DATASET RECORDS:
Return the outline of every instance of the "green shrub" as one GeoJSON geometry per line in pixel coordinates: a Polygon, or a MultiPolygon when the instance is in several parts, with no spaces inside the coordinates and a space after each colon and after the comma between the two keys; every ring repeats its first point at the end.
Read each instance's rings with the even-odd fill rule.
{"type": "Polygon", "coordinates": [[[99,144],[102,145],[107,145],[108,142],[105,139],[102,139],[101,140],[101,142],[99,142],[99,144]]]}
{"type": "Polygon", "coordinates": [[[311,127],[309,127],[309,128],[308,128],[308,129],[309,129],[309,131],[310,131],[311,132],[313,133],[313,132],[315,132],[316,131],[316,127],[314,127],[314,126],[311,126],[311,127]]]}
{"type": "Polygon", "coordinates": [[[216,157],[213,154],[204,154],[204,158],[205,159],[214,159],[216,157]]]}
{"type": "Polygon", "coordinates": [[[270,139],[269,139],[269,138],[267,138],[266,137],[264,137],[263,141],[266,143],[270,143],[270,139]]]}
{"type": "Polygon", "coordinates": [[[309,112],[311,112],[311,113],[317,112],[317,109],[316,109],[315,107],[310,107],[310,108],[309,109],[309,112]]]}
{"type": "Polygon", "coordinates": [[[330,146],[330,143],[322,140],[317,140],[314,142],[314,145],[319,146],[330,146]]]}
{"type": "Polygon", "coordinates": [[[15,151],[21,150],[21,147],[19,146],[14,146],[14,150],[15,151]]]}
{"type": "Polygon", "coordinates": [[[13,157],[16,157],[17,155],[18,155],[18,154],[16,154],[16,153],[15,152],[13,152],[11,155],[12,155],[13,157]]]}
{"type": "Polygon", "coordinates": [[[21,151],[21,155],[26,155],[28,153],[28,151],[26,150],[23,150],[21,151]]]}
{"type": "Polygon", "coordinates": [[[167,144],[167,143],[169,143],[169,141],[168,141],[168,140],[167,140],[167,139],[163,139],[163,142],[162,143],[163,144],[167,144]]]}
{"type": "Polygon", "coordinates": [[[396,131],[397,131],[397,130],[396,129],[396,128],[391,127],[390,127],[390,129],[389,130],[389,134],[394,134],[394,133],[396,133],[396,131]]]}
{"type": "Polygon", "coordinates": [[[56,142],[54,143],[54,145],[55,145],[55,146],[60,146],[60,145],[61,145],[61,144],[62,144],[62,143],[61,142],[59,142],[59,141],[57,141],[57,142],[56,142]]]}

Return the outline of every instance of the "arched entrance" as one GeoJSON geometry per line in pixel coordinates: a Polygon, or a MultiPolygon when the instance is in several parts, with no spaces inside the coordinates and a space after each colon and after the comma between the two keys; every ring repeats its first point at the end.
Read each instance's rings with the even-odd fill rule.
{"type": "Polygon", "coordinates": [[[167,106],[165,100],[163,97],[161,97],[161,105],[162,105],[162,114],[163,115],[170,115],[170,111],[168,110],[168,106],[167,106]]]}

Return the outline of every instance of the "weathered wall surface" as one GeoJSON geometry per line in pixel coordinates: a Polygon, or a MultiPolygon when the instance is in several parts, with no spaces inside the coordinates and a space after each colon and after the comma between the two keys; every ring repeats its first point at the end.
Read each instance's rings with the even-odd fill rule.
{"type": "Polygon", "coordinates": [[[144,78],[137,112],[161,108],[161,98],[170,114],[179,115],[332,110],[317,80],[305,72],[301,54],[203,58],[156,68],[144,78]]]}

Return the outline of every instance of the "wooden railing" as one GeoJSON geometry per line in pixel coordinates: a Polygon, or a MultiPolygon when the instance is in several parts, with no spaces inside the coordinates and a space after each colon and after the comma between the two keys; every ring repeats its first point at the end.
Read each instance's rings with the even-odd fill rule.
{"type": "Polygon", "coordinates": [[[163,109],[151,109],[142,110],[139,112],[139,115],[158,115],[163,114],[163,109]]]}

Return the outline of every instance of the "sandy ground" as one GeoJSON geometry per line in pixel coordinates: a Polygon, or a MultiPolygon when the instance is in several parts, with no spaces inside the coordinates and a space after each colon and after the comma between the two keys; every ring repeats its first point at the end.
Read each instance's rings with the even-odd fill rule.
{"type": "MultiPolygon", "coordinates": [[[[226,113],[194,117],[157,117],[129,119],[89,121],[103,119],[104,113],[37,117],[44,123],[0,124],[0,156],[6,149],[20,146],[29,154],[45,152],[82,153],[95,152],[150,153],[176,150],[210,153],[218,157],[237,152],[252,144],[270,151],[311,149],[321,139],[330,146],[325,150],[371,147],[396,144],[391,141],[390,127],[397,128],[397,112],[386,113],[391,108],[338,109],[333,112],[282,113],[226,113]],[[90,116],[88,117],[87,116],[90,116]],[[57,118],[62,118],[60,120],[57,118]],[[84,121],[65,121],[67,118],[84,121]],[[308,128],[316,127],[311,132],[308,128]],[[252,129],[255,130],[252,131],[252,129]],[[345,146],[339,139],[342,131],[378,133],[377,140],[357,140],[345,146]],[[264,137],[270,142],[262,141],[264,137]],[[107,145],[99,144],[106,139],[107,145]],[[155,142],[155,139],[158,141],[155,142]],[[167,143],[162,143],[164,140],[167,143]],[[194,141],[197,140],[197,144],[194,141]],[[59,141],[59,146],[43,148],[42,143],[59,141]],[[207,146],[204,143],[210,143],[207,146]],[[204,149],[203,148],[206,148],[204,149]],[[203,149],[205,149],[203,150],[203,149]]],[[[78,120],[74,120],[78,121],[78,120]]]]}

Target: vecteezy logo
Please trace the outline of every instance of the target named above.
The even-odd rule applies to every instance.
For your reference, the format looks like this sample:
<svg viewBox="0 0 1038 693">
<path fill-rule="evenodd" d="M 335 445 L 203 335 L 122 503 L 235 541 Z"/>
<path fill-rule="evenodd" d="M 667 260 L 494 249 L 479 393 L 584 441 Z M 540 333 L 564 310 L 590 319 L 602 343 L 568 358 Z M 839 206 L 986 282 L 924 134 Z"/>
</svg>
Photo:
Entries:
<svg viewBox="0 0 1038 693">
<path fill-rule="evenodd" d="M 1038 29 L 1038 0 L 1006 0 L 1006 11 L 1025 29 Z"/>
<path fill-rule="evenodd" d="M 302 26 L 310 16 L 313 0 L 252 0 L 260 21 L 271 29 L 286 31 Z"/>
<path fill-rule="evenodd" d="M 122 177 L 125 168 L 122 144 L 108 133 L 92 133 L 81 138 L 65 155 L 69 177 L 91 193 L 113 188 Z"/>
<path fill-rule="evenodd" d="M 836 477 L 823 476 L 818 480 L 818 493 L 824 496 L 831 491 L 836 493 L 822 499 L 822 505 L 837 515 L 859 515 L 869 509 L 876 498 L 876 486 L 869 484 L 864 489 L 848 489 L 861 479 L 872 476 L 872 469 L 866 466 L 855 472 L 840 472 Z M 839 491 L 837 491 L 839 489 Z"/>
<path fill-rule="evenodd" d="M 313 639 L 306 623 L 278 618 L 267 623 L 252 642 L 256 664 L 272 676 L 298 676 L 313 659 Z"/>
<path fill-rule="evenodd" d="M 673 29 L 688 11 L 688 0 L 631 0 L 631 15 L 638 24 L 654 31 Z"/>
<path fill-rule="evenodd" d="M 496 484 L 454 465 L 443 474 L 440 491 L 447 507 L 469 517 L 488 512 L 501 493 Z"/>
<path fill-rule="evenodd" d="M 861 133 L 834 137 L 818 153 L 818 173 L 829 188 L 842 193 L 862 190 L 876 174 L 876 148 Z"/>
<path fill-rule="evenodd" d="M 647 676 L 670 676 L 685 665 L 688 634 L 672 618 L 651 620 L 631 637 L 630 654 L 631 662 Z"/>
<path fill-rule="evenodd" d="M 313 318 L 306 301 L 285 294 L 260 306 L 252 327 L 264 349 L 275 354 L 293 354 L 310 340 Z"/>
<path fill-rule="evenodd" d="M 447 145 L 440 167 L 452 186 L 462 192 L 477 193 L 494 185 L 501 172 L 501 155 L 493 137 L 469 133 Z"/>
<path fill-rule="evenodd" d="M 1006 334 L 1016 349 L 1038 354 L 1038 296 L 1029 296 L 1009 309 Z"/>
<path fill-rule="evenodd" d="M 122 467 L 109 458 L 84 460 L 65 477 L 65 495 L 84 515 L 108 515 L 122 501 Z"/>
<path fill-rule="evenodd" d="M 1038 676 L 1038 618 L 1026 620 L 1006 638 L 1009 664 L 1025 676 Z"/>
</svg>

YOUR INSTRUCTIONS: Copy out the lines from the line with "Target: vecteezy logo" up to and including the line with "647 676 L 670", character for character.

FINISHED ANSWER:
Target: vecteezy logo
Please trace the outline of every instance of the target named above.
The even-odd rule applies to every instance.
For your reference, the format looks like this sample:
<svg viewBox="0 0 1038 693">
<path fill-rule="evenodd" d="M 335 445 L 203 335 L 122 503 L 235 541 Z"/>
<path fill-rule="evenodd" d="M 667 260 L 494 249 L 479 393 L 584 441 Z M 540 333 L 564 310 L 590 319 L 602 343 L 568 358 Z M 839 206 L 986 282 L 924 134 Z"/>
</svg>
Photo:
Entries:
<svg viewBox="0 0 1038 693">
<path fill-rule="evenodd" d="M 1038 29 L 1038 0 L 1006 0 L 1006 11 L 1025 29 Z"/>
<path fill-rule="evenodd" d="M 302 26 L 310 16 L 313 0 L 252 0 L 260 21 L 271 29 L 286 31 Z"/>
<path fill-rule="evenodd" d="M 122 177 L 125 168 L 122 144 L 108 133 L 92 133 L 81 138 L 65 155 L 69 177 L 91 193 L 113 188 Z"/>
<path fill-rule="evenodd" d="M 836 477 L 823 476 L 818 480 L 818 493 L 824 496 L 831 491 L 836 493 L 822 499 L 822 505 L 837 515 L 859 515 L 869 509 L 876 498 L 876 486 L 869 484 L 864 489 L 848 489 L 861 479 L 872 476 L 872 469 L 866 466 L 855 472 L 840 472 Z M 839 491 L 837 491 L 839 489 Z"/>
<path fill-rule="evenodd" d="M 313 639 L 306 623 L 278 618 L 267 623 L 252 642 L 256 664 L 272 676 L 298 676 L 313 659 Z"/>
<path fill-rule="evenodd" d="M 673 29 L 688 11 L 688 0 L 631 0 L 631 15 L 638 24 L 654 31 Z"/>
<path fill-rule="evenodd" d="M 496 484 L 454 465 L 443 474 L 440 491 L 447 507 L 469 517 L 488 512 L 501 493 Z"/>
<path fill-rule="evenodd" d="M 861 133 L 834 137 L 818 153 L 818 173 L 829 188 L 842 193 L 862 190 L 876 174 L 876 148 Z"/>
<path fill-rule="evenodd" d="M 647 676 L 670 676 L 685 665 L 688 634 L 672 618 L 651 620 L 631 637 L 630 654 L 631 662 Z"/>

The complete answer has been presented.